→ Data for the task
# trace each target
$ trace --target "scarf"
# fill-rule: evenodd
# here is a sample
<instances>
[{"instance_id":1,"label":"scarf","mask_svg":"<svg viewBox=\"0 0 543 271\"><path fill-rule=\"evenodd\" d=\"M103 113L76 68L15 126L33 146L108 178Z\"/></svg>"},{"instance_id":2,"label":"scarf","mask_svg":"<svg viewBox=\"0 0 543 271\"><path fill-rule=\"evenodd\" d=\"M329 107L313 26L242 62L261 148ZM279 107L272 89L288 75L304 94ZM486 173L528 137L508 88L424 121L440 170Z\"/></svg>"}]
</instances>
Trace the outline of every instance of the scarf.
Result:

...

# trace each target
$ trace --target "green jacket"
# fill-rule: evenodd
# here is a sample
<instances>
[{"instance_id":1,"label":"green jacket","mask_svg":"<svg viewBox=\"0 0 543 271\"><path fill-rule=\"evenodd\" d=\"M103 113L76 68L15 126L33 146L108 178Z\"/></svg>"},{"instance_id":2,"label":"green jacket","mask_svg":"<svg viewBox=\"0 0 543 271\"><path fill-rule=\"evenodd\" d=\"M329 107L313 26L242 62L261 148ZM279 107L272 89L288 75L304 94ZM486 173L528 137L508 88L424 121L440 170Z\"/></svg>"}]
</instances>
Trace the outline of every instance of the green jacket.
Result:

* * *

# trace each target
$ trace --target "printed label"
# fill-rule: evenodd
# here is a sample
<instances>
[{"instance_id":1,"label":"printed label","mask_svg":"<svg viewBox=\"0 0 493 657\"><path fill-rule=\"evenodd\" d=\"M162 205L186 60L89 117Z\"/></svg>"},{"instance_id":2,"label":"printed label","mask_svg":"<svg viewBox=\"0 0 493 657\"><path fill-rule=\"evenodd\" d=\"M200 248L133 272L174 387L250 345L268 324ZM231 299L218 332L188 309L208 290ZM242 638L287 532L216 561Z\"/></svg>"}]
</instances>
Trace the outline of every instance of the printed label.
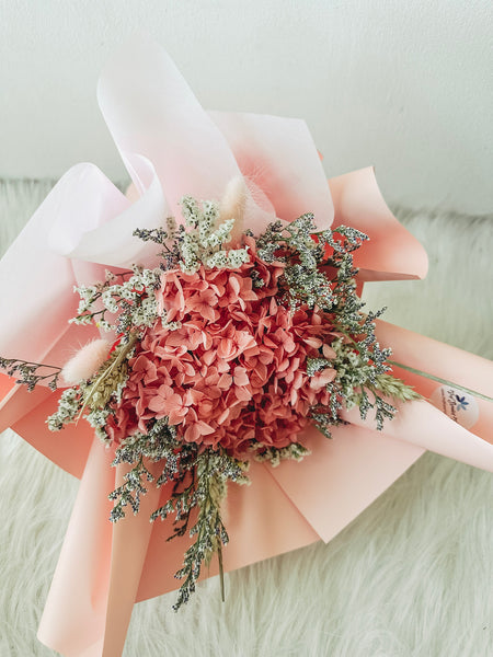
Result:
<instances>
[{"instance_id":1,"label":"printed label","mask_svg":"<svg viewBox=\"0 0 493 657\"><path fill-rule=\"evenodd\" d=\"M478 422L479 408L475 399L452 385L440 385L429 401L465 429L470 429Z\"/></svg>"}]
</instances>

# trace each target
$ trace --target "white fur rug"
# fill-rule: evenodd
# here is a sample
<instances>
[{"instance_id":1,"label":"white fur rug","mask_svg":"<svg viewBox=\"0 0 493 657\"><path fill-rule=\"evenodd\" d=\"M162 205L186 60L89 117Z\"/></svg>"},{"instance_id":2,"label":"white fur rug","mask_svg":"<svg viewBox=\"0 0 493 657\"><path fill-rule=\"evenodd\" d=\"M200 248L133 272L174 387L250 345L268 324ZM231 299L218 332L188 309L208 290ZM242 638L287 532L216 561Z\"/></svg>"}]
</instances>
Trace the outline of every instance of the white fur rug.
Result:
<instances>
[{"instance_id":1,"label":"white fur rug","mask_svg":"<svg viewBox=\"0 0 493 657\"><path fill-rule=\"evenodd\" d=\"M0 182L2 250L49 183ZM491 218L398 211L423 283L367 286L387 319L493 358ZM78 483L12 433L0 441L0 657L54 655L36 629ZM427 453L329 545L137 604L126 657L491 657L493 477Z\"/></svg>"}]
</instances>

→ Task requirements
List every line of the records that contains the word "scarf", copying each line in full. Case counts.

→ Solution to this task
$ trace --target "scarf"
[{"instance_id":1,"label":"scarf","mask_svg":"<svg viewBox=\"0 0 543 271\"><path fill-rule=\"evenodd\" d=\"M103 113L76 68L15 126L33 146L108 178Z\"/></svg>"},{"instance_id":2,"label":"scarf","mask_svg":"<svg viewBox=\"0 0 543 271\"><path fill-rule=\"evenodd\" d=\"M329 107L313 26L242 62L261 148ZM279 107L272 89L288 75L304 94ZM486 173L528 137L508 88L424 121L440 170Z\"/></svg>"}]
Trace the outline of every instance of the scarf.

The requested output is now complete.